> [Task instructions]: Rewrite the part of the forum thread on site: queries starting at "I was using" and ending at "are completely backwards?", changing "results" to "hits".

> [Source document]:
Site: Query Question
-
Hi All,
Question around the site: query you can execute on Google for example. Now I know it has lots of inaccuracies, but I like to keep a high level sight of it over time.
I was using it to also try and get a high level view of how many product pages were indexed vs. the total number of pages.
What is interesting is when I do a site: query for say www.newark.com I get ~748,000 results returned.
When I do a query for www.newark.com "/dp/" I get ~845,000 results returned.
Either I am doing something stupid or these numbers are completely backwards?
Any thoughts?
Thanks,
Ben
-
Barry Schwartz posted some great information about this in November of 2010, quoting a couple of different Google sources. In short, more specific queries can cause Google to dig deeper and give more accurate estimates.
-
Yup. get rid of parameter laden urls and its easy enough. If they hang around the index for a few months before disappearing thats no big deal, as long as you have done the right thing it will work out fine
Also your not interested in the chaff, just the bits you want to make sure are indexed. So make sure thise are in sensibly titled sitemaps and its fine (used this on sites with 50 million and 100 million product pages. It gets a bit more complex at that number, but the underlying principle is the same)
-
But then on a big site (talking 4m+ products) its usually the case that you have URL's indexed that wouldn't be generated in a sitemap because they include additional parameters.
Ideally of course you rid the index of parameter filled URL's but its pretty tough to do that.

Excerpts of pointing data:
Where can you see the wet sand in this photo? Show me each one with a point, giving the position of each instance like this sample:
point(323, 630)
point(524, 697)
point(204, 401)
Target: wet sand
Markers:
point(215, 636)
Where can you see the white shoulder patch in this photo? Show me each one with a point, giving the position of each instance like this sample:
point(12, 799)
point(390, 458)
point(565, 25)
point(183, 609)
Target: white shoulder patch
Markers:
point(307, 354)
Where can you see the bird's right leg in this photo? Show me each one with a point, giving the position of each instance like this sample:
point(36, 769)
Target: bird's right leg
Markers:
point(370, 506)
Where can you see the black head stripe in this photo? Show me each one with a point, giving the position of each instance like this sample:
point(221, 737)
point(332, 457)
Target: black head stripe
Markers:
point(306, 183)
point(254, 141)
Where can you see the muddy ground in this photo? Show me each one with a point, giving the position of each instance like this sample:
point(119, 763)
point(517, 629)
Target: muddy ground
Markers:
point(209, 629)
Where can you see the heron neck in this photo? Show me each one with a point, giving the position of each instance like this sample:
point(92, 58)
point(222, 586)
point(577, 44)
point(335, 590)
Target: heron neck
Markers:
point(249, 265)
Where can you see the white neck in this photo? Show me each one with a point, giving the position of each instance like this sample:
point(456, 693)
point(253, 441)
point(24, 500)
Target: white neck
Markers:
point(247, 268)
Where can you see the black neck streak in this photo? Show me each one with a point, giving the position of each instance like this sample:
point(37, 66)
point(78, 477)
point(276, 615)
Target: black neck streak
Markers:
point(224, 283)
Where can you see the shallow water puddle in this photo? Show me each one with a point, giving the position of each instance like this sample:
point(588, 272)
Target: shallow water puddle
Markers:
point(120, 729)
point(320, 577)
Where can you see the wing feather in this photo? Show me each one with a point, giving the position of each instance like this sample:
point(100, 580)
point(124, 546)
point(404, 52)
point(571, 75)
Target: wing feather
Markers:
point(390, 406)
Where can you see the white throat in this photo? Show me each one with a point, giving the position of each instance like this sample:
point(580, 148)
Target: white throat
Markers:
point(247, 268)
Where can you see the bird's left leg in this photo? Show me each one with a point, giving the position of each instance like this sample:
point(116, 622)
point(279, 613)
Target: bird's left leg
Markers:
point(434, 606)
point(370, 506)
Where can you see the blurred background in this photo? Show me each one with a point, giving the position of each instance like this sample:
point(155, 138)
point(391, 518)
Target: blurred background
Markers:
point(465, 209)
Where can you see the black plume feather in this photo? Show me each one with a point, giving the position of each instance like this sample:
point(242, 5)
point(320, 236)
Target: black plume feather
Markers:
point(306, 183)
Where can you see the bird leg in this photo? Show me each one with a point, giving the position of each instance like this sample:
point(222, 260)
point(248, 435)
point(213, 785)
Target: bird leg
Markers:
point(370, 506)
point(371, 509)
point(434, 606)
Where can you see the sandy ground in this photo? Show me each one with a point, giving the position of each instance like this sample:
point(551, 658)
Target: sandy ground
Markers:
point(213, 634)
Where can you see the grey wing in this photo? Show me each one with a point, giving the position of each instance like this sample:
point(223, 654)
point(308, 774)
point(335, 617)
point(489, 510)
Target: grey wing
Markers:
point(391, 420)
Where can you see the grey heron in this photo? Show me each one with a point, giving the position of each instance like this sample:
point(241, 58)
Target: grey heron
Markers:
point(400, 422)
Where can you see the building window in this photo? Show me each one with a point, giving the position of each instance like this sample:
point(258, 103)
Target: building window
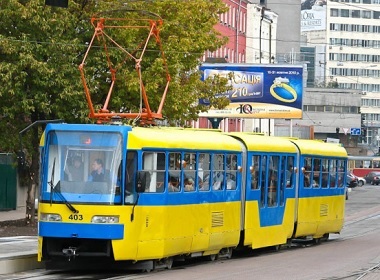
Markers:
point(366, 14)
point(345, 13)
point(334, 12)
point(355, 13)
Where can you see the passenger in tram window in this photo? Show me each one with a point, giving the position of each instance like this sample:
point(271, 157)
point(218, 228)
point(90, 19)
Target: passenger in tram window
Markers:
point(204, 185)
point(325, 180)
point(98, 173)
point(173, 185)
point(255, 177)
point(272, 189)
point(316, 175)
point(306, 177)
point(189, 184)
point(74, 172)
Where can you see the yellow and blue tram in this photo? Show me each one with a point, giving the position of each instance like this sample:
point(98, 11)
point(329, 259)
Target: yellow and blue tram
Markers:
point(165, 194)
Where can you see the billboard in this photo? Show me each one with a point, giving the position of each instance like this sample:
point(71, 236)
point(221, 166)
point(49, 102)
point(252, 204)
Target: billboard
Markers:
point(259, 91)
point(313, 15)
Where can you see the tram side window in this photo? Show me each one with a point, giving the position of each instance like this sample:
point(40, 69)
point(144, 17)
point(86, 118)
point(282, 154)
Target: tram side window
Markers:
point(316, 173)
point(189, 172)
point(307, 172)
point(130, 171)
point(341, 172)
point(262, 181)
point(204, 166)
point(325, 173)
point(255, 172)
point(154, 163)
point(333, 171)
point(290, 172)
point(231, 172)
point(174, 176)
point(218, 164)
point(273, 180)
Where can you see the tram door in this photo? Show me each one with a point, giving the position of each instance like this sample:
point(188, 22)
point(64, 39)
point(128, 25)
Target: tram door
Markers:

> [Response to the exercise]:
I was using it to also try and get a high level view of how many product pages were indexed vs. the total number of pages.
What is interesting is when I do a site: query for say www.newark.com I get ~748,000 hits returned.
When I do a query for www.newark.com "/dp/" I get ~845,000 hits returned.
Either I am doing something stupid or these numbers are completely backwards?